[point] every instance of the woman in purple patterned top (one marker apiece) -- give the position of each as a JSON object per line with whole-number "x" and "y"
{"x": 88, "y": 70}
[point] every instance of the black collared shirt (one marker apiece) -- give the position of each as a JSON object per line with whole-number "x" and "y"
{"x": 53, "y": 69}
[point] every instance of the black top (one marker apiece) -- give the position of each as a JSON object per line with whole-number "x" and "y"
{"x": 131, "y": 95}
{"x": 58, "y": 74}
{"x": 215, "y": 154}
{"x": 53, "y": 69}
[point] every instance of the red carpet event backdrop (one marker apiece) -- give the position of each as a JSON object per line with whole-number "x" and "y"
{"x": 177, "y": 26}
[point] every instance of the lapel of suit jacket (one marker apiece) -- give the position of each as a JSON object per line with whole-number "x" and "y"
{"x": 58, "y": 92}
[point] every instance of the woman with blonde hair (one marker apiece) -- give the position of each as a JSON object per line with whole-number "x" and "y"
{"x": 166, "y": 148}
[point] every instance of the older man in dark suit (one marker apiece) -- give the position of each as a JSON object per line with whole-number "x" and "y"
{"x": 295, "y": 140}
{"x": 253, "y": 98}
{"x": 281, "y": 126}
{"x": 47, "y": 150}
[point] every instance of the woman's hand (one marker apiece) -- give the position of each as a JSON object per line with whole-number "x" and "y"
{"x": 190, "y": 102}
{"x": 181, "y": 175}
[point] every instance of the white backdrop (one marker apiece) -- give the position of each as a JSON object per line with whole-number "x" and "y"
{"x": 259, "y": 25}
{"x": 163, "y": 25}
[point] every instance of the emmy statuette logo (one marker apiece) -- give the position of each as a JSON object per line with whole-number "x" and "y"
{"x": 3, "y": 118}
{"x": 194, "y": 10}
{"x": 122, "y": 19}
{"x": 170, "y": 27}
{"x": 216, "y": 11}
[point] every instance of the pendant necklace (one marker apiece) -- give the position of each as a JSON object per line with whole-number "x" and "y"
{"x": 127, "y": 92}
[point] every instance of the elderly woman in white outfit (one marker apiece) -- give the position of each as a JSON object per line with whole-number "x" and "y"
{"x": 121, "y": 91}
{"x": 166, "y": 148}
────────────────────
Your assignment
Copy out each record, keeping every word as it is.

Written solution
[point] every instance of the woman in purple patterned top (one marker apiece) -- give the position of each as a JSON object per line with whole-number "x" and "y"
{"x": 88, "y": 70}
[point] every instance of the black collared shirt (one marker apiece) -- give the position of each as a JSON object per line with whole-number "x" and "y"
{"x": 53, "y": 69}
[point] every instance of the black top (one marker apiece) -- give the position of each as a JSON object per line with whole-number "x" and "y"
{"x": 131, "y": 95}
{"x": 58, "y": 74}
{"x": 215, "y": 154}
{"x": 53, "y": 69}
[point] every instance of the red carpet event backdrop (one marker apiece) -- give the position of each as a JSON object per line with whole-number "x" and "y"
{"x": 177, "y": 26}
[point] every instance of the lapel of suit jacket (one marker apiece) -- give the position of each as a JSON object per line with whole-number "x" and "y"
{"x": 58, "y": 92}
[point] every instance of the woman with blonde hair (one marker apiece) -- give the position of each as a JSON object per line with whole-number "x" and "y"
{"x": 166, "y": 148}
[point] every instance of the older man in dark suit (one marker apiece) -- give the position of each as a JSON object per line with whole-number "x" and "y"
{"x": 295, "y": 140}
{"x": 253, "y": 98}
{"x": 281, "y": 126}
{"x": 47, "y": 150}
[point] every instance of the woman's hand (one marker apiece) -- give the position of each as a JSON object per line with whole-number "x" and "y"
{"x": 190, "y": 102}
{"x": 181, "y": 175}
[point] every instance of the white backdrop (one marker apiece) -- give the position of each as a JSON object per line with whole-number "x" and "y"
{"x": 259, "y": 25}
{"x": 163, "y": 25}
[point] every instance of the emmy statuette logo (one marker apiece) -- give the position of each as a JSON object per line with whole-number "x" and "y"
{"x": 3, "y": 118}
{"x": 194, "y": 10}
{"x": 122, "y": 19}
{"x": 170, "y": 27}
{"x": 216, "y": 11}
[point] every instance of the pendant necklace (one marker apiece) -- give the position of each as a JSON object per line with whole-number "x" and "y"
{"x": 127, "y": 92}
[point] every instance of the elderly woman in white outfit (one marker apiece) -- give the position of each as a JSON object per line with whole-number "x" and "y"
{"x": 121, "y": 91}
{"x": 166, "y": 148}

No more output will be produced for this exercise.